#### Document text
━━━━━━━━━━━━━━━━
Some tips for picking the best in watermelons

Posted: July 03, 2008

Not that you need an excuse to eat more watermelon, but it does have 40 percent more of the antioxidant lycopene than tomatoes.

Plus, according to the USDA, watermelon is fat-free and a good source of vitamins A, B6, C and thiamin.

But picking a ripe melon can be tricky. If only you could taste it before buying.

"I love watermelon, and I taste away when I'm shopping for it," says Jimmy Iovine of Iovine Brothers Produce in the Reading Terminal Market.

He's been selling watermelons from Florida and Georgia lately, but the Jersey crop should be in this week, he says.

"Melons are a desert fruit," Iovine says. "They like it dry. And from what I'm hearing, the local melons will be good this year."

A ripe melon will be dark and even in color, as well as heavy for its size. Compare several of the same size for heft, which is an indication of juiciness.

But don't drop it. Watermelon can be bruised inside even if it doesn't crack.

The melon should have a hollow sound when you tap it, Iovine says. A dull sound means it is starting to dry out in the middle or not ripe enough.

Whether you like your melon with or without seeds is a personal matter. Some people swear the seeds enhance the flavor.

With so many market customers who walk or ride bikes, Iovine says he sells more sliced halves or quarters than whole melons. Those should be "nice and tight and full of color," he says, with no cracks.
━━━━━━━━━━━━━━━━
#### Data provided
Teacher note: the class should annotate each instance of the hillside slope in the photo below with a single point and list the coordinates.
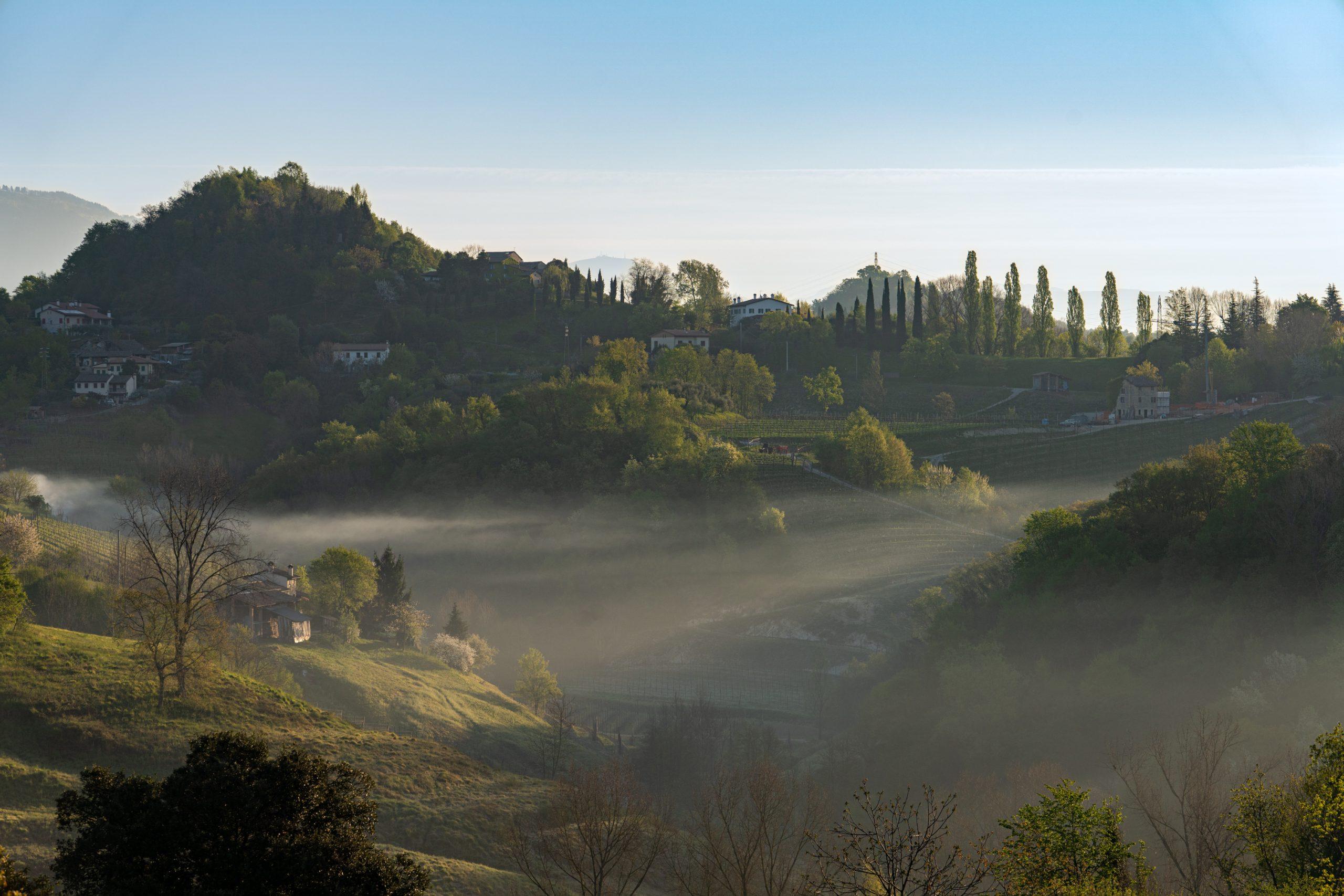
━━━━━━━━━━━━━━━━
#### Short exercise
The watermelon article cites the USDA on what watermelon is a good source of. List every nutrient it names there. The material plays no part in what comes next.

#### Exercise response
Vitamin A, vitamin B6, vitamin C, and thiamin.